已收集数据
#####

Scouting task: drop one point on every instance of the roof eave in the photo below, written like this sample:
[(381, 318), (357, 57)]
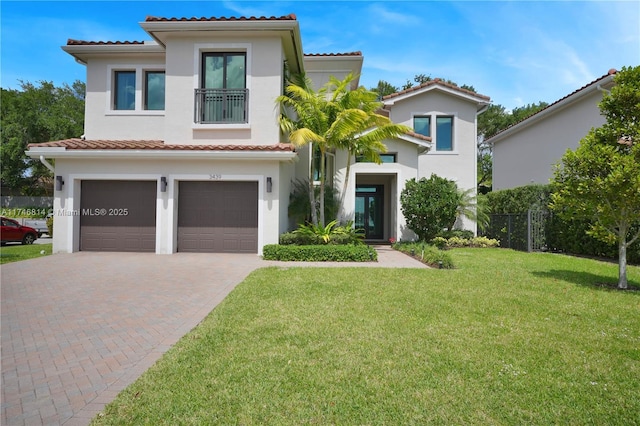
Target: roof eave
[(478, 100), (81, 52), (139, 154), (289, 29)]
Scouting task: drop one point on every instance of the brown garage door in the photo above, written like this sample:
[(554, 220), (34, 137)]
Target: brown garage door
[(218, 217), (118, 215)]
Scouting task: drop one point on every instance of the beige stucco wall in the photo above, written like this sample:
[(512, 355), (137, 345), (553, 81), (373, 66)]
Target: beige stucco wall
[(528, 156), (264, 81), (391, 175), (181, 62), (272, 207), (101, 121), (458, 165)]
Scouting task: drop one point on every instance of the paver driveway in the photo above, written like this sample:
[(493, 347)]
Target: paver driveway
[(78, 328)]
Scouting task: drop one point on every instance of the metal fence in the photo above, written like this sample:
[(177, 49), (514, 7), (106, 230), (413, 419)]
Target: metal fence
[(522, 231)]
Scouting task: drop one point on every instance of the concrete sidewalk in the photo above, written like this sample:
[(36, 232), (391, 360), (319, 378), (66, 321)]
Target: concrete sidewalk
[(78, 328)]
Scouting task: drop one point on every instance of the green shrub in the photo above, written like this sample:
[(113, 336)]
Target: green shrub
[(427, 253), (453, 242), (461, 233), (309, 234), (320, 253), (519, 200), (429, 205)]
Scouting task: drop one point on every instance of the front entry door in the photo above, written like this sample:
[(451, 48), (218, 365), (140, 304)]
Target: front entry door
[(369, 209)]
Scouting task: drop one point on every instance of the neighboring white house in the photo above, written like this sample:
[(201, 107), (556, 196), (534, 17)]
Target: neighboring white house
[(182, 150), (526, 152)]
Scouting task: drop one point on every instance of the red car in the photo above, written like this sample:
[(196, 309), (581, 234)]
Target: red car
[(12, 231)]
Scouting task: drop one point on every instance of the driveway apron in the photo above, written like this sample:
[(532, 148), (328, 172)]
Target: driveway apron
[(78, 328)]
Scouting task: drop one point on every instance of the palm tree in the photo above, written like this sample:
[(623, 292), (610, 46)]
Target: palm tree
[(335, 118), (303, 119)]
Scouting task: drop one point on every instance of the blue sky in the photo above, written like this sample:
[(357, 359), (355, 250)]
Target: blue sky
[(516, 52)]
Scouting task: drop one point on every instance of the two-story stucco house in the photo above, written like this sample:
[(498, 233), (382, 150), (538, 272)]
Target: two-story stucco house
[(526, 152), (182, 150)]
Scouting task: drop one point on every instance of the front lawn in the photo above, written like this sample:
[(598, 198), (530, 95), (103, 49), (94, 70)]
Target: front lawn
[(14, 252), (506, 338)]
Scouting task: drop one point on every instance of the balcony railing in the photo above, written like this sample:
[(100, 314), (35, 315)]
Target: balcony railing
[(221, 106)]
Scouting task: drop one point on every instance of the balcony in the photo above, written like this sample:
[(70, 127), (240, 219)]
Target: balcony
[(221, 106)]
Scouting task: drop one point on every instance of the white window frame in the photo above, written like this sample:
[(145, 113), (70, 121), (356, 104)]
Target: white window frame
[(198, 50), (140, 71), (433, 130)]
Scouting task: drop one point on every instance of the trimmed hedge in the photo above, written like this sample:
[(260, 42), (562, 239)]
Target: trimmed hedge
[(476, 242), (426, 253), (320, 253), (301, 239), (519, 200)]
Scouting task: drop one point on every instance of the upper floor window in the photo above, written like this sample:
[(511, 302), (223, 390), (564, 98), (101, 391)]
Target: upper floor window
[(154, 90), (125, 90), (443, 130), (422, 125), (136, 89), (385, 158), (222, 96), (444, 133)]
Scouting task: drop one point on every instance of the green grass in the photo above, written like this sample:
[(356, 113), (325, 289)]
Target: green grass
[(15, 252), (506, 338)]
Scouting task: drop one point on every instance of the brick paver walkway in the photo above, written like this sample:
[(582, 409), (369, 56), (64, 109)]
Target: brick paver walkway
[(78, 328)]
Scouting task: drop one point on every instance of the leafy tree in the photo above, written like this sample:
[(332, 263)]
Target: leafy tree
[(36, 114), (600, 180), (429, 205), (472, 206), (384, 88)]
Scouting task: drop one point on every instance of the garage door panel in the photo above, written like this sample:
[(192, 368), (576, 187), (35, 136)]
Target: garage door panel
[(118, 216), (218, 217)]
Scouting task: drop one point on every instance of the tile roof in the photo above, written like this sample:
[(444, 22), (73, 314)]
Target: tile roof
[(79, 144), (439, 82), (290, 17), (358, 53), (419, 136), (72, 42), (611, 72)]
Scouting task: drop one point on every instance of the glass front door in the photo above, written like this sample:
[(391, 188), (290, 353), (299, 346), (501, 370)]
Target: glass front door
[(369, 210)]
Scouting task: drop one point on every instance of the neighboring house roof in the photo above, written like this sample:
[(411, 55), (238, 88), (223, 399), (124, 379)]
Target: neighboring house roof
[(358, 53), (289, 17), (436, 84), (72, 42), (79, 147), (597, 84)]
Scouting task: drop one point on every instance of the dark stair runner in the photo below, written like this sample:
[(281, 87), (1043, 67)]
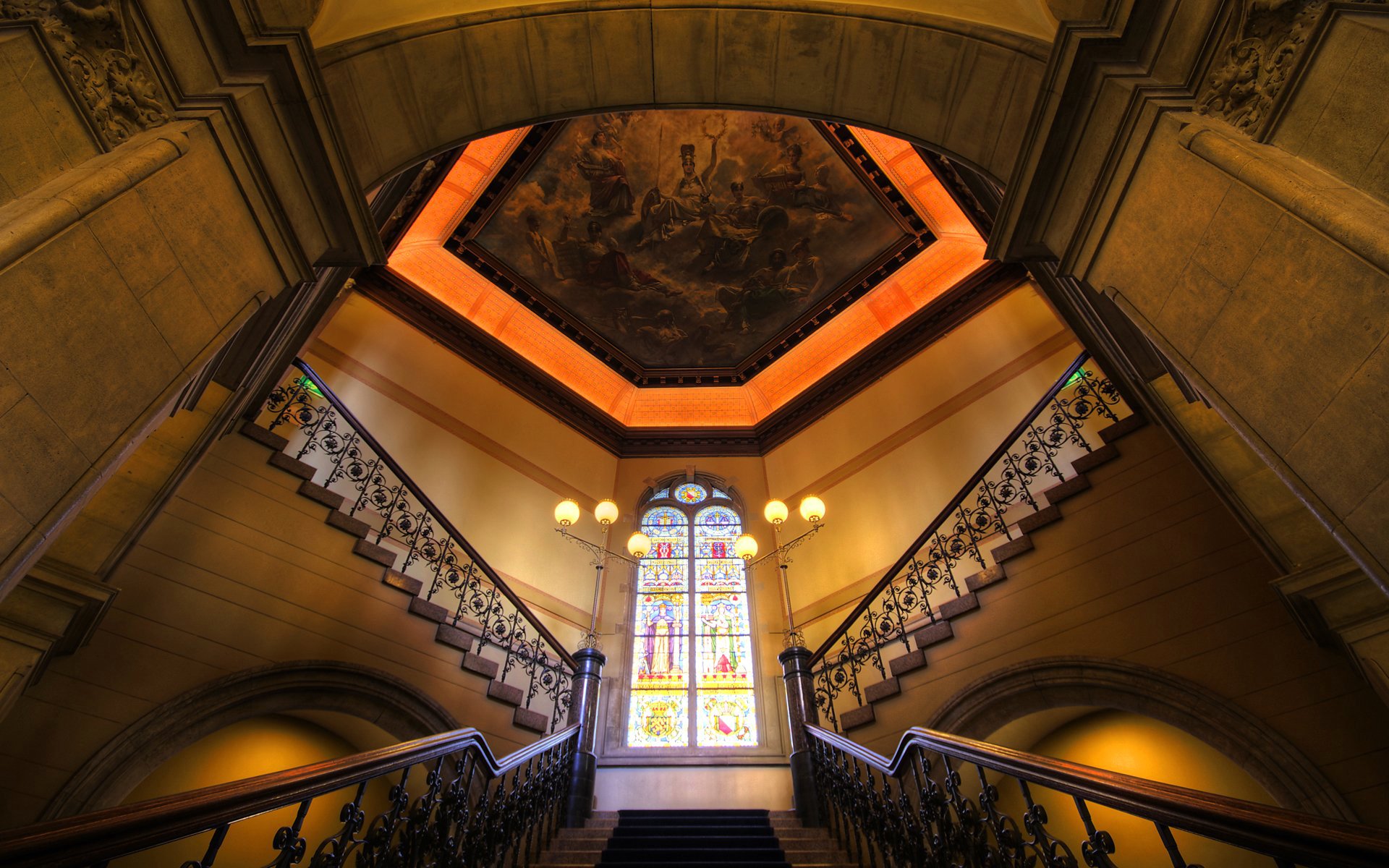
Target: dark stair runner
[(694, 839)]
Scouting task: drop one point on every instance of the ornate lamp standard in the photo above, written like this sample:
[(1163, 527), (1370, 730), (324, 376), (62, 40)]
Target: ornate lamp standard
[(606, 513), (800, 691), (813, 510), (588, 677)]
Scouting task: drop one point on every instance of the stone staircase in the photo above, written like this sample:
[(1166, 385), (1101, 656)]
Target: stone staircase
[(462, 637), (927, 634), (763, 839)]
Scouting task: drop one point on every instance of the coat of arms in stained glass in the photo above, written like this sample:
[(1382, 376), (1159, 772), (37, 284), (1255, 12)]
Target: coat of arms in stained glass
[(727, 720)]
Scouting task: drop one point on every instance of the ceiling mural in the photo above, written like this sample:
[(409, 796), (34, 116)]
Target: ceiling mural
[(688, 239)]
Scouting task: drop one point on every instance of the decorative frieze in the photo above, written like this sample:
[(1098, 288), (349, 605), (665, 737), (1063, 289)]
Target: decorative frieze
[(92, 48), (1266, 43)]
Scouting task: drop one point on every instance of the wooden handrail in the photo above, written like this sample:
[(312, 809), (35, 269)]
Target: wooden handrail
[(438, 514), (1278, 833), (955, 502), (122, 830)]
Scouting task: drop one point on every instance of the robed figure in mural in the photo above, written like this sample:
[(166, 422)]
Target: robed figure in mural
[(663, 632), (602, 166)]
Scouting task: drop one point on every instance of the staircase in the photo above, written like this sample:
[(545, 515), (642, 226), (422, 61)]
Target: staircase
[(463, 637), (694, 839), (928, 632)]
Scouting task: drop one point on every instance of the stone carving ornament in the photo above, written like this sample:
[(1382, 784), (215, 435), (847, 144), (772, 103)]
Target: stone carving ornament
[(1254, 66), (90, 43)]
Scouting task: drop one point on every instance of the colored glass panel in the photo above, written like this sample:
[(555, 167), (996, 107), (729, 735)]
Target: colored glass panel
[(677, 629), (660, 656), (659, 718), (720, 575), (727, 720), (724, 661), (691, 492)]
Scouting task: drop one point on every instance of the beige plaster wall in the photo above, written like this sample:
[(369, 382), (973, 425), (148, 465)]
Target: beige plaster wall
[(344, 20), (749, 786), (889, 459), (117, 284), (239, 571), (1149, 569), (492, 461), (1281, 323), (415, 90)]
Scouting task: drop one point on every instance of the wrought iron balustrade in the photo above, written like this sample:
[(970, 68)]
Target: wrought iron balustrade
[(451, 803), (1035, 456), (943, 801), (350, 461)]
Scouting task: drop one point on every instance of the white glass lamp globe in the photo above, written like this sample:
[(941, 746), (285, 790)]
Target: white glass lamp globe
[(638, 545), (747, 548), (567, 513), (606, 513), (776, 511)]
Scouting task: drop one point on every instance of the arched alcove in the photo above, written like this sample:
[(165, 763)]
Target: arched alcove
[(982, 707), (960, 88), (317, 686)]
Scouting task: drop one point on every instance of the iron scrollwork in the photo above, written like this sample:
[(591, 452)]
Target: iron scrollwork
[(1058, 431), (323, 434)]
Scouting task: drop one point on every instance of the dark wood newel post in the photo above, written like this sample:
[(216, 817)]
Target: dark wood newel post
[(800, 710), (584, 710)]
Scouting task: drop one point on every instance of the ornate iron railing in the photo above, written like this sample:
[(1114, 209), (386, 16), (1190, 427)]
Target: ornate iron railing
[(1035, 456), (925, 807), (350, 461), (451, 803)]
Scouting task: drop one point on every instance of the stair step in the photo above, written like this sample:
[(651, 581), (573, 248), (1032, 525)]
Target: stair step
[(856, 717), (884, 689), (1089, 461), (1011, 549), (1067, 489), (374, 553), (935, 634), (985, 578), (264, 436), (291, 466), (345, 522), (961, 605), (1124, 427), (507, 694), (402, 582), (534, 721), (425, 608), (907, 663), (1040, 520), (320, 495)]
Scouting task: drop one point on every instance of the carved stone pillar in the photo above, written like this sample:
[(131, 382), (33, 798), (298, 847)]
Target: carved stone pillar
[(584, 710), (800, 710)]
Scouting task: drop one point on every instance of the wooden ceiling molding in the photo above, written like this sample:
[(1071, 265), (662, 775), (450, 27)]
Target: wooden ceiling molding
[(795, 381)]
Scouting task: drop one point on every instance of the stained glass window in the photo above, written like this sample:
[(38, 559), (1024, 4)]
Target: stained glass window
[(692, 652)]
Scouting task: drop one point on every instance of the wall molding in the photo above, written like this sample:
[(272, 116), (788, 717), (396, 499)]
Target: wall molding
[(981, 707), (310, 685)]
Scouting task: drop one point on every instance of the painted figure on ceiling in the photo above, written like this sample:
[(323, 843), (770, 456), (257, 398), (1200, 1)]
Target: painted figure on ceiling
[(661, 216), (602, 166), (763, 294)]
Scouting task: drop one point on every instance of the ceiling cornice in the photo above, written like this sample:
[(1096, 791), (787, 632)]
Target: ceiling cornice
[(872, 363)]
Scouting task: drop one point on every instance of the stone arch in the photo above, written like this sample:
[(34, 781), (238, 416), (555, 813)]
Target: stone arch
[(1050, 682), (963, 89), (392, 705)]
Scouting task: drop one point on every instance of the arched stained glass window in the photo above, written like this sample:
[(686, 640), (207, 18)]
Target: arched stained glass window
[(692, 656)]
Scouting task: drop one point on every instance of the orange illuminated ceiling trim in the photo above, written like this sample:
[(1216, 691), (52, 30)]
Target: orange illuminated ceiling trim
[(421, 260)]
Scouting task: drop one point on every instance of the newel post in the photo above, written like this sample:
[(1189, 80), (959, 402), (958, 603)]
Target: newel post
[(584, 710), (800, 710)]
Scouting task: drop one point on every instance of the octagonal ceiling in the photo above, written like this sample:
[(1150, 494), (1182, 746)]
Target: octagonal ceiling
[(688, 243), (606, 268)]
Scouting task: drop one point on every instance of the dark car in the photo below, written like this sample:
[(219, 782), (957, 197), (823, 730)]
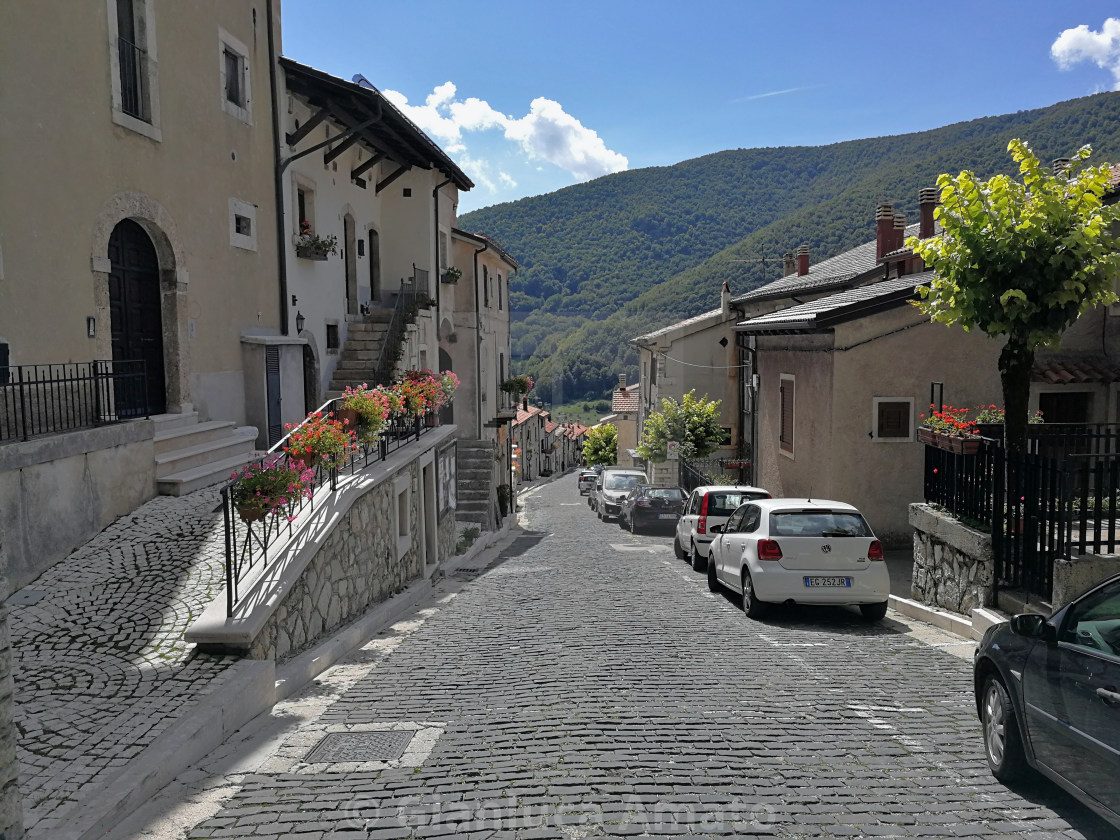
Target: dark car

#####

* 你的目标
更新从包含“the stone staircase”的那一行到包含“[(463, 637), (694, 839), (928, 632)]”的那一行（首尾两行都包括在内），把其中的“Scouting task”替换为“Labeling task”，其余一律不变。写出更新后的这些行，不要写其他行。

* 已完成任务
Labeling task: drop one point on every instance of the stone staircase in the photo above, written like this sample:
[(1166, 385), (1101, 656)]
Target: stone staircase
[(462, 637), (927, 634), (763, 839)]
Labeling task: drop one point on every instance of the coat of arms in stained glass in the photo above, written like this sample:
[(1382, 376), (1159, 772), (37, 284), (1255, 12)]
Target: coat of arms in stained glass
[(727, 720)]
Labeling task: drop one point on every instance of the ceiling mural in the photo above, written like this sample:
[(409, 796), (34, 116)]
Target: ceiling mural
[(688, 239)]
Labeling task: drop one point on every instance of the decorative frieze in the photo above, written like this sample:
[(1098, 288), (349, 605), (665, 737), (1063, 289)]
Target: decorative frieze
[(92, 48), (1266, 43)]
Labeling task: drop one point on every instance of the wooden handrail in the photo above, written like this sample:
[(312, 809), (35, 269)]
Target: wooden handrail
[(438, 514), (1278, 833), (955, 502), (122, 830)]
Labeling task: drop one point on every instance of the robed figure in mural in the photo above, written like this sample:
[(166, 422)]
Target: robed figure in mural
[(663, 632), (602, 166)]
Labeling task: drop one point on every instance of the staircase in the photo above, written like this sample:
[(545, 515), (642, 226), (422, 61)]
Target: staircase
[(463, 637), (694, 839), (928, 632)]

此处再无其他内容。